Aim of the exercise :: Each record is to be transcribed in full and exactly.

*** Source information ***

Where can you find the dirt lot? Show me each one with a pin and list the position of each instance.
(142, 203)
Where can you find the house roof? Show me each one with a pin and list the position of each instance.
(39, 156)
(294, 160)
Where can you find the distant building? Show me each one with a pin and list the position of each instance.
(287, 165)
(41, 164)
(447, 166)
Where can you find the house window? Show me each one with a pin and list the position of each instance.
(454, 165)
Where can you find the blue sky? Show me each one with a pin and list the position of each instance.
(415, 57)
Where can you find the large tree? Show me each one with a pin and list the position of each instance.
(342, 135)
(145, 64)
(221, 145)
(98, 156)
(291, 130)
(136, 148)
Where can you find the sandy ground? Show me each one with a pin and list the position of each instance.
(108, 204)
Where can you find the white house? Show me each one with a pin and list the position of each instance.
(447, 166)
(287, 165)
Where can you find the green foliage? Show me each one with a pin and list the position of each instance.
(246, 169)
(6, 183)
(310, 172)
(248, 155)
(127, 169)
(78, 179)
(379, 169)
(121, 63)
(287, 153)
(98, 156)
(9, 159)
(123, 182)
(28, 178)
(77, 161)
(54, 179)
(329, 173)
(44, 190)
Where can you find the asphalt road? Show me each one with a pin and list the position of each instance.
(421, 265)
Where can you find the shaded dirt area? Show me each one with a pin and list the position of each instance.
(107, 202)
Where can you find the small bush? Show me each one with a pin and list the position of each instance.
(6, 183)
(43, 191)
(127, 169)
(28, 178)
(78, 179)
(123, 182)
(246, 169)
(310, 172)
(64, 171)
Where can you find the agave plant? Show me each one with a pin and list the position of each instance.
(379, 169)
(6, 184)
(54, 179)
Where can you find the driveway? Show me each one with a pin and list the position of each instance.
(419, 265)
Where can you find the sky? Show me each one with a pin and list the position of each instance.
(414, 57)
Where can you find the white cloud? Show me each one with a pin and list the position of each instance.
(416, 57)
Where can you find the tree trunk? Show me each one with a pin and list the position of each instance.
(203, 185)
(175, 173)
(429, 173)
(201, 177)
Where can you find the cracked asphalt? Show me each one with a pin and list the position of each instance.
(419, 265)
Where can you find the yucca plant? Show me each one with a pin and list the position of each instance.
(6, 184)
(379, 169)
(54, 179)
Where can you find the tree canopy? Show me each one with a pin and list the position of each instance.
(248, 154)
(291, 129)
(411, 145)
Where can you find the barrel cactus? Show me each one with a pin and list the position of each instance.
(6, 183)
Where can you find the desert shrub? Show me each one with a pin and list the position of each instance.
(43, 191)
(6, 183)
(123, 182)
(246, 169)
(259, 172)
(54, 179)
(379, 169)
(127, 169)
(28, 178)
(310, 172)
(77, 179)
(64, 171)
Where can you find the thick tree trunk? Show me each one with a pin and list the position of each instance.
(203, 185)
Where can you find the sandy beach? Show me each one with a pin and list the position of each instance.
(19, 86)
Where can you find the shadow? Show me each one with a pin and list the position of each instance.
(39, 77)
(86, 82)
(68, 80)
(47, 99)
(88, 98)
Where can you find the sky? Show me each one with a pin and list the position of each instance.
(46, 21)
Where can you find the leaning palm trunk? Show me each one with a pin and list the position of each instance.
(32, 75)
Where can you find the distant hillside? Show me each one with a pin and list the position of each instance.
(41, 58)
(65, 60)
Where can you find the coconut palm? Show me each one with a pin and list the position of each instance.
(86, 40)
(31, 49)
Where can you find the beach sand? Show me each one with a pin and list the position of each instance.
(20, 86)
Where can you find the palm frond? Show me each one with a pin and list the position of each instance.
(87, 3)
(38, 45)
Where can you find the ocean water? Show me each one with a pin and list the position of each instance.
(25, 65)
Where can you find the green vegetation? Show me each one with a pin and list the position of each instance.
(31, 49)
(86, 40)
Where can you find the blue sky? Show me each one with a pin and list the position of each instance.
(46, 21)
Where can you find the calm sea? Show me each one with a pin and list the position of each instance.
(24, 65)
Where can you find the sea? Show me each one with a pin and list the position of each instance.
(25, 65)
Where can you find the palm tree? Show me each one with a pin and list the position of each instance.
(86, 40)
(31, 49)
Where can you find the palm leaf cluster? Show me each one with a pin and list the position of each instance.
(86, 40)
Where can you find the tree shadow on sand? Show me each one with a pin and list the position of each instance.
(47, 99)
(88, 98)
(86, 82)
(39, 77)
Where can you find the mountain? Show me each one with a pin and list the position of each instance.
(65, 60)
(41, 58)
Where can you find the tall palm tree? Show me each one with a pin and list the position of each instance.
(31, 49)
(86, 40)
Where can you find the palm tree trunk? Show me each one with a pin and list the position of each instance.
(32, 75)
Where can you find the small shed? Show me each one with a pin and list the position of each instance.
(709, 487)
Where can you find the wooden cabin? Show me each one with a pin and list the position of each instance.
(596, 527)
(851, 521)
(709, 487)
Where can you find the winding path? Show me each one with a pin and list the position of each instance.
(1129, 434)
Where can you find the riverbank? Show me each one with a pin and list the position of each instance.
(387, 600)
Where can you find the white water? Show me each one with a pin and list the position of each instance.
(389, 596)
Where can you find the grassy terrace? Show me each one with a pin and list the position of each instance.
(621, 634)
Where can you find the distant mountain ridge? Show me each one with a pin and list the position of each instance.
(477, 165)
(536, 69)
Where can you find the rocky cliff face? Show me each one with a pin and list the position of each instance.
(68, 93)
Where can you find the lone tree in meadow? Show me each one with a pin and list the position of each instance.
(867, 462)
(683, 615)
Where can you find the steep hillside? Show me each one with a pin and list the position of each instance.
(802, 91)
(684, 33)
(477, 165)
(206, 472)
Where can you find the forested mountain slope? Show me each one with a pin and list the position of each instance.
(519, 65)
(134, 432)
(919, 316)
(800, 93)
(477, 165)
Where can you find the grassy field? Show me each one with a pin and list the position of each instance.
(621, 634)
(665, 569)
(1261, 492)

*** End of Source information ***

Output below ::
Where can you find the dirt lot? Show me each one with a pin and list the position of each instance.
(142, 203)
Where can you find the house roof? Show me each one with a pin and list the position of each instance.
(39, 156)
(294, 160)
Where can you find the distant building? Show me each one with a pin and list the position of each instance.
(287, 165)
(41, 164)
(447, 166)
Where can you find the house window? Show me each one with a pin and list the position of each instance.
(454, 165)
Where can you find the blue sky? Show me each one with a pin and list the position of each instance.
(415, 57)
Where can you find the large tree? Show me each one with a pin and list the position of each instance.
(342, 135)
(145, 64)
(221, 145)
(98, 156)
(291, 130)
(136, 148)
Where can you find the sandy ground? Show me each one with a pin and list the position of each instance.
(108, 204)
Where can you find the white house? Show me each one with a pin and list the position of each instance.
(447, 166)
(287, 165)
Where can you find the green foliage? Show me each one with a pin and list the position of each instance.
(246, 169)
(6, 183)
(310, 172)
(248, 155)
(127, 169)
(78, 179)
(379, 169)
(121, 63)
(287, 153)
(98, 156)
(9, 159)
(123, 182)
(28, 178)
(77, 161)
(54, 179)
(329, 173)
(44, 190)
Where can you find the asphalt road? Show me each one with a pin and list the position of each instance.
(421, 265)
Where can you find the shaded dirt area? Show me each one with a pin and list the position of each instance.
(107, 202)
Where can you find the small bush? Show me each one with a pin and list the position of each instance.
(6, 183)
(43, 191)
(127, 169)
(28, 178)
(78, 179)
(123, 182)
(246, 169)
(310, 172)
(64, 171)
Where can you find the agave plant? Show me each one with a pin and list the position of each instance.
(379, 169)
(6, 184)
(54, 179)
Where can you find the driveway? Show me each one with a pin and list the position of each instance.
(419, 265)
Where can you find the sky? Show me each one with a pin and list the position of each instance.
(414, 57)
Where can you find the white cloud? Show me each one with a pin and list the position of each instance.
(416, 57)
Where can you find the tree trunk? Show me each one with a pin and list the position of each instance.
(203, 185)
(175, 173)
(429, 173)
(201, 177)
Where can you find the cracked asphalt? Show me each one with a pin and list the position of each instance.
(419, 265)
Where can you find the yucca plant? Show me each one with a pin and list the position of each instance.
(6, 184)
(379, 169)
(54, 179)
Where can you find the tree canopy? Show me each one with a pin and list the position of each instance.
(248, 154)
(291, 129)
(411, 145)
Where can you find the barrel cactus? Show me each one with a pin and list the position of each instance.
(6, 183)
Where can you find the desert shrub? Show me each one with a pin and list the position of each instance.
(43, 191)
(6, 183)
(123, 182)
(246, 169)
(259, 172)
(54, 179)
(379, 169)
(127, 169)
(28, 178)
(310, 172)
(77, 179)
(64, 171)
Where can you find the thick tree trunk? Show me each one with a pin and list the position of each instance.
(203, 185)
Where can you find the sandy beach? Show me each one with a pin and list the position of each instance.
(19, 86)
Where can you find the shadow? Show me each one with a pin and list the position of each instance.
(39, 77)
(86, 82)
(68, 80)
(47, 99)
(88, 98)
Where can you find the sky? Show me each one with a pin and list the position of each instance.
(46, 21)
Where can you find the leaning palm trunk? Show me each one with a pin and list the position of each instance.
(32, 75)
Where can you find the distant hillside? Show me each one with a pin and list the position of each instance.
(41, 58)
(65, 60)
Where can you find the coconut palm? Show me each one with a pin and list the position of each instance.
(86, 40)
(31, 49)
Where can you find the beach sand? Show me each one with a pin and list the position of each instance.
(20, 86)
Where can you find the palm frond? Show me each one with a pin and list the position of each instance.
(87, 3)
(38, 45)
Where can you find the ocean water? Show me each one with a pin and list the position of each instance.
(25, 65)
Where can you find the green vegetation? Show me each one with a pin and list the position of each instance.
(31, 49)
(86, 40)
Where can you find the blue sky? Show me each one with a pin and list the position of each instance.
(46, 21)
Where can you find the calm sea? Show me each one with a pin and list the position of each instance.
(24, 65)
Where can you find the sea? Show me each one with a pin and list the position of each instance.
(25, 65)
Where can you find the palm tree? Show me each one with a pin and list the position of each instance.
(86, 40)
(31, 49)
Where can you find the palm leaf cluster? Show me each one with a pin and list the position of each instance.
(86, 40)
Where can you find the tree shadow on sand? Show me each one with a pin and list the position of each instance.
(47, 99)
(88, 98)
(86, 82)
(39, 77)
Where can you find the mountain? Show me each one with a pin and list the position of each instance.
(65, 60)
(41, 58)
Where can you find the tall palm tree? Show me each one with a pin and list the position of each instance.
(31, 49)
(86, 40)
Where can you find the palm tree trunk? Show me each one with a pin and list the position of each instance.
(32, 75)
Where can you find the small shed? Show me each one with a pin and list the position of each instance.
(709, 487)
Where can you find the wooden cabin? Show me each one with a pin and list the position of each instance.
(596, 527)
(851, 521)
(709, 487)
Where can you find the winding path? Show me each one with a pin and list the position of each instance.
(1129, 434)
Where can you find the riverbank? Show me each one with a pin and list the position of each instance.
(387, 600)
Where can you find the white water? Show me each one with a pin and list the position of each instance.
(389, 596)
Where can you find the grassy terrace? Show me each one with a pin and list the position of each instance.
(621, 634)
Where can you find the distant mountain ridge? Show me each one with a pin and list the position of each instance.
(477, 165)
(536, 69)
Where can you find the rocky cliff face? Show me each one with a pin and list the position of each instance.
(68, 93)
Where can you find the lone tree in meadow? Show me each one with a pin and list the position of each instance.
(867, 462)
(683, 615)
Where can you find the steep hillside? Show me each one with a pin and list the position of each instance.
(802, 91)
(684, 33)
(477, 165)
(206, 472)
Where can you find the forested mountain slope? Show me each one with a pin and list the position of each instance.
(519, 65)
(134, 432)
(919, 316)
(800, 93)
(477, 165)
Where can you find the grassy field? Show me each one with a pin and list the position of each instance.
(621, 634)
(665, 569)
(1261, 492)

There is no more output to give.